◆ **What is asked**
Rewrite each line of the material below as an item in a JSON list of strings, omitting blank lines and leaving out the pictures.

***** The input

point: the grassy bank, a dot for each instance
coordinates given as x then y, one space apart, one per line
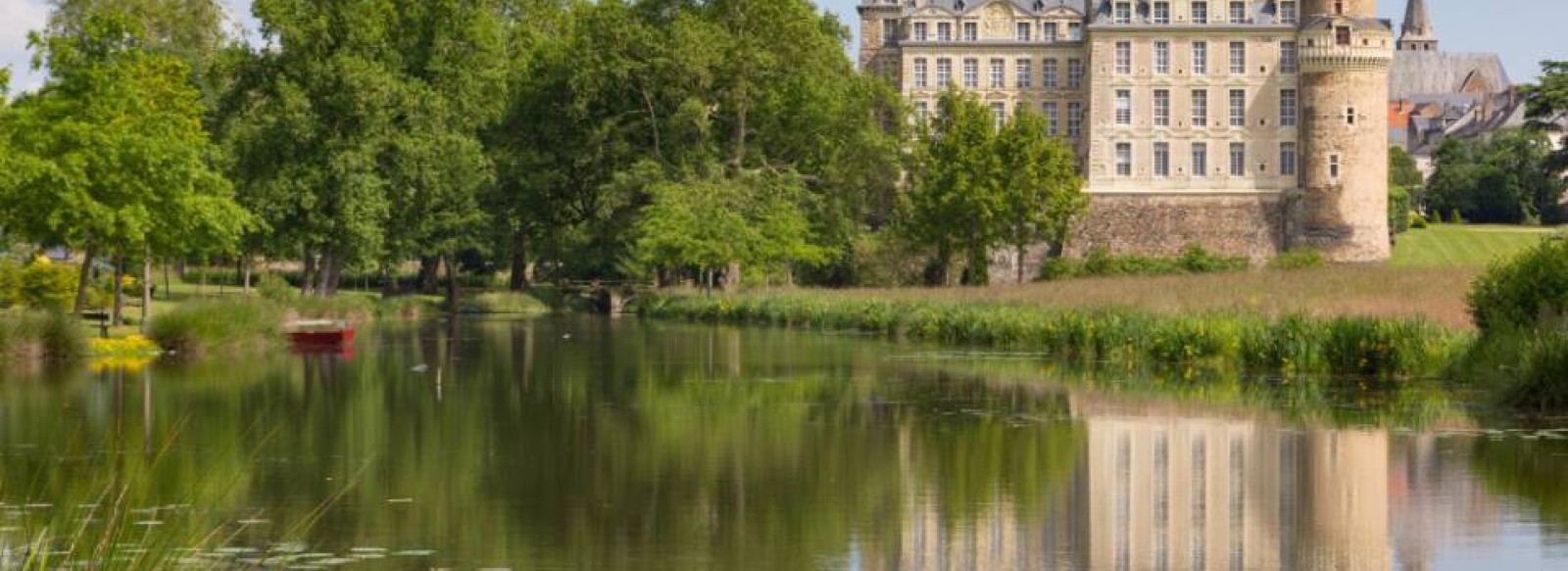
1340 346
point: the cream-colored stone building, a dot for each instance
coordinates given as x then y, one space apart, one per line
1249 125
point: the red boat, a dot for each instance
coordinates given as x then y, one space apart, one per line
321 334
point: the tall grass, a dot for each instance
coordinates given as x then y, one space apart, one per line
1345 346
41 334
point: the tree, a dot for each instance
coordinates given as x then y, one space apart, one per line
114 153
1040 187
956 200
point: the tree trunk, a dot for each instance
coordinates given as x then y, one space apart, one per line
118 315
146 287
519 262
452 281
83 279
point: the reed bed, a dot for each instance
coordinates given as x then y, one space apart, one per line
1300 344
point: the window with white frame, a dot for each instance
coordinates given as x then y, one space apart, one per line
1290 62
1074 119
1288 106
1238 107
1162 107
1200 109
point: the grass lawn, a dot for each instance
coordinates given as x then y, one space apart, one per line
1449 245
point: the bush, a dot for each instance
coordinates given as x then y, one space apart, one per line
1298 260
1523 292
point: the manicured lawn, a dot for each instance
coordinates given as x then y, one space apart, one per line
1449 245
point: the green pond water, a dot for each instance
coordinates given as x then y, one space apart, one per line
579 443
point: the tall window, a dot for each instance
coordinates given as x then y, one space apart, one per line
1288 59
1200 109
1288 107
1162 107
1238 107
1074 119
1288 12
1123 107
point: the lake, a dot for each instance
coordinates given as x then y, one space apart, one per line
584 443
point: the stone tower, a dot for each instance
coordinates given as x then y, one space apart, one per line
1418 35
1343 208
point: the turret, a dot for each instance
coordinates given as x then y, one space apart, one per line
1343 209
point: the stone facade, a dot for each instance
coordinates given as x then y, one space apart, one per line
1196 121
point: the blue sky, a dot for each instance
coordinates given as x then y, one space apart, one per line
1523 31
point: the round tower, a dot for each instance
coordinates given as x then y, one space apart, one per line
1345 54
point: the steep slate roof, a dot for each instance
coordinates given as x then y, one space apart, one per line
1442 72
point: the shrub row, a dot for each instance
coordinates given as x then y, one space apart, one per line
1348 346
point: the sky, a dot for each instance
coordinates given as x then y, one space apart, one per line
1521 31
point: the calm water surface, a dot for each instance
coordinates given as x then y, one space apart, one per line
568 443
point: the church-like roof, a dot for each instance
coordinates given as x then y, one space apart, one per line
1443 72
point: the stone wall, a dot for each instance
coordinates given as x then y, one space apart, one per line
1162 226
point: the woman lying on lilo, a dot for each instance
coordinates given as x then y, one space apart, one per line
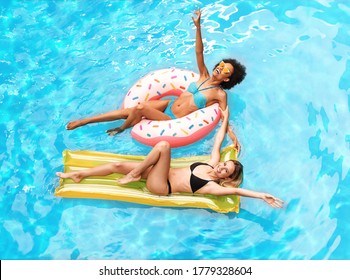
214 177
207 91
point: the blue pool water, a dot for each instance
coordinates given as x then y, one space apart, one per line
63 60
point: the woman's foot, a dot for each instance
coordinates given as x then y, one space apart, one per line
114 131
128 178
75 176
75 124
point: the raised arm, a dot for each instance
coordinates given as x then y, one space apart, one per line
215 153
203 71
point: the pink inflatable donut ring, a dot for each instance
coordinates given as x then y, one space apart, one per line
178 132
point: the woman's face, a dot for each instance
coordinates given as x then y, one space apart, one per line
223 70
224 169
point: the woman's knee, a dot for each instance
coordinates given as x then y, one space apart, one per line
159 190
116 166
163 145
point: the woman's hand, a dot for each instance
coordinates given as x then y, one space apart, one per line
197 21
224 114
273 201
234 139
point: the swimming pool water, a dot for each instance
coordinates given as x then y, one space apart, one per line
60 61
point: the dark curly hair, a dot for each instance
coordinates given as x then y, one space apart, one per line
237 76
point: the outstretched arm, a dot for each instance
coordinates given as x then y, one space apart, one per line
215 153
215 189
203 71
234 139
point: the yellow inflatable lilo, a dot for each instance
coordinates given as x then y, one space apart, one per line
106 187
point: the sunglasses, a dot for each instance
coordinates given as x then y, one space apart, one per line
225 70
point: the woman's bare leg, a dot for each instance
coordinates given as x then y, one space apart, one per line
152 110
106 117
157 179
159 159
103 170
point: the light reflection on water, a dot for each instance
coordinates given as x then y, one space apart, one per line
66 60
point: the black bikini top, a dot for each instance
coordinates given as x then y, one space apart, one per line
195 182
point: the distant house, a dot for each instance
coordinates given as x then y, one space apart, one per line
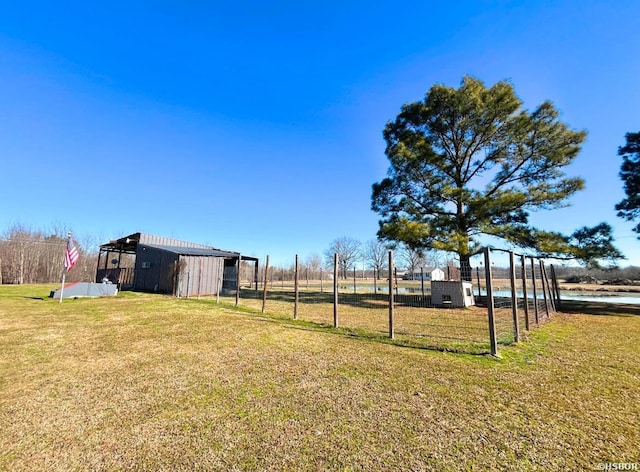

**********

◆ **Result of this exercise**
[
  "point: the grassy bank, a dot for each instance",
  "coordinates given as x then y, one space apart, one per line",
  "1340 346",
  "point: the cream-colored stone building, a dot for each instance",
  "coordinates given as x then y, one space apart, one per line",
  "1249 125",
  "point: the red boat, a dot for each instance",
  "coordinates given as x then y, one space apart, one per line",
  "321 334",
  "point: the tall grass, a dot for each instance",
  "coordinates given as x then y, one space apart, one per line",
  "1345 346",
  "41 334",
  "point: the tree, a dot for each instance",
  "coordinates given as x then y, one space apart, one per line",
  "114 153",
  "1040 187",
  "956 200",
  "point: the tree trunk, a dot for each instance",
  "coordinates given as x then y, one space apart, one per line",
  "118 315",
  "146 287",
  "519 262",
  "452 281",
  "83 279",
  "point: the reed bed, a dot for each instance",
  "coordinates given as x then y, one space apart, one per line",
  "1300 344",
  "point: the window with white frame, a dot for each instance",
  "coordinates given as x then y, one space apart, one per line",
  "1290 62",
  "1074 119",
  "1288 106",
  "1238 107",
  "1162 107",
  "1200 109",
  "point: the grass lawn, a dot for each instance",
  "coordinates given as x then y, one space apart, one per line",
  "1449 245",
  "point: the bush, a dot for each instance",
  "coordinates given as x then y, one space apart, one per line",
  "1298 260",
  "1523 292",
  "point: the manicured lawn, a dot for each instance",
  "coordinates given as x then y, one space apart, one per line",
  "1449 245",
  "point: the green pond water, a dot for each instance",
  "coordinates given as x then y, one space apart, one per line",
  "579 443",
  "point: the tall window, a dot for each instance",
  "coordinates given as x then y, one space apart, one per line",
  "1288 59",
  "1200 109",
  "1288 107",
  "1162 107",
  "1238 107",
  "1074 119",
  "1288 12",
  "1123 107",
  "point: the lake, a dot for each instance",
  "coordinates given as x then y, one space apart, one per line",
  "584 443",
  "point: the stone tower, a dot for each instance",
  "coordinates given as x then y, one space apart, one per line",
  "1418 35",
  "1343 208",
  "point: the turret, a dot for each instance",
  "coordinates given as x then y, one space apart, one per line",
  "1343 209",
  "point: the stone facade, a dot for each instance",
  "coordinates given as x then y, one space apart, one per line",
  "1196 121",
  "point: the blue sky, a dot for each instance",
  "coordinates given as x then y, one space apart, one per line",
  "1523 31",
  "point: the round tower, a dot for each instance",
  "coordinates given as x then y, one space apart, one per line",
  "1345 54",
  "point: the steep slate roof, a dot for each instance",
  "coordinates given as x then y, one space apart, one per line",
  "1442 72",
  "point: the shrub row, a dot for each instance",
  "coordinates given as x then y, one space apart, one per line",
  "1348 346",
  "point: the sky, a dot for each instance",
  "coordinates given as x then y, one space apart, one per line",
  "1521 31",
  "point: the calm water surface, a dot for each instance",
  "coordinates given as x then y, one space apart, one per line",
  "568 443",
  "point: the church-like roof, a dot for each instance",
  "coordinates given as x then y, one space apart, one per line",
  "1443 72",
  "point: the stone wall, a dot for each instance",
  "coordinates given as x then y, one space apart, one per line",
  "1162 226",
  "point: the woman lying on lilo, a dot for each instance",
  "coordinates given as x then y, one space apart, one per line",
  "214 177",
  "207 91",
  "point: the blue pool water, a dot for each instance",
  "coordinates given as x then y, one space apart, one per line",
  "63 60",
  "point: the woman's foot, a dot for each instance",
  "coordinates given as x then y, one space apart, one per line",
  "114 131",
  "128 178",
  "75 176",
  "75 124",
  "point: the raised arm, a dot for each instance",
  "coordinates given as x then y, one space apart, one per line",
  "215 153",
  "203 71",
  "point: the pink inflatable donut ring, a dot for each instance",
  "coordinates given as x then y, one space apart, one per line",
  "178 132",
  "point: the woman's face, a dot for each instance",
  "coordinates given as x then y, one space apart, one per line",
  "223 70",
  "224 169",
  "point: the woman's knee, a dot for each instance",
  "coordinates given as x then y, one space apart, one per line",
  "159 190",
  "116 166",
  "163 145",
  "point: the woman's hand, a dot for each instance",
  "coordinates given as x then y, one space apart, one per line",
  "197 21",
  "224 114",
  "273 201",
  "234 139",
  "point: the swimming pool water, a dot for each instance",
  "coordinates given as x then y, one space apart, one per line",
  "60 61",
  "point: the dark curly hair, a dot for each instance",
  "coordinates given as x then y, one space apart, one per line",
  "237 76",
  "point: the outstretched arm, a dot for each instance",
  "coordinates given as x then y, one space apart, one per line",
  "215 153",
  "215 189",
  "203 71",
  "234 139",
  "point: the yellow inflatable lilo, a dot for each instance",
  "coordinates given as x then y, one space apart, one per line",
  "106 187",
  "point: the sunglasses, a dot for each instance",
  "coordinates given as x then y, one space apart, one per line",
  "225 70",
  "point: the woman's bare leg, a dot for each instance",
  "coordinates given as x then y, one space apart, one per line",
  "152 110",
  "106 117",
  "157 179",
  "159 159",
  "103 170",
  "point: the light reflection on water, a dot for each instance",
  "coordinates given as x then y, one space apart, one per line",
  "66 60",
  "point: the black bikini top, a dot for each instance",
  "coordinates given as x then y, one space apart, one per line",
  "195 182",
  "point: the distant house, a dot for each instance",
  "coordinates given as x then y, one space apart, one per line"
]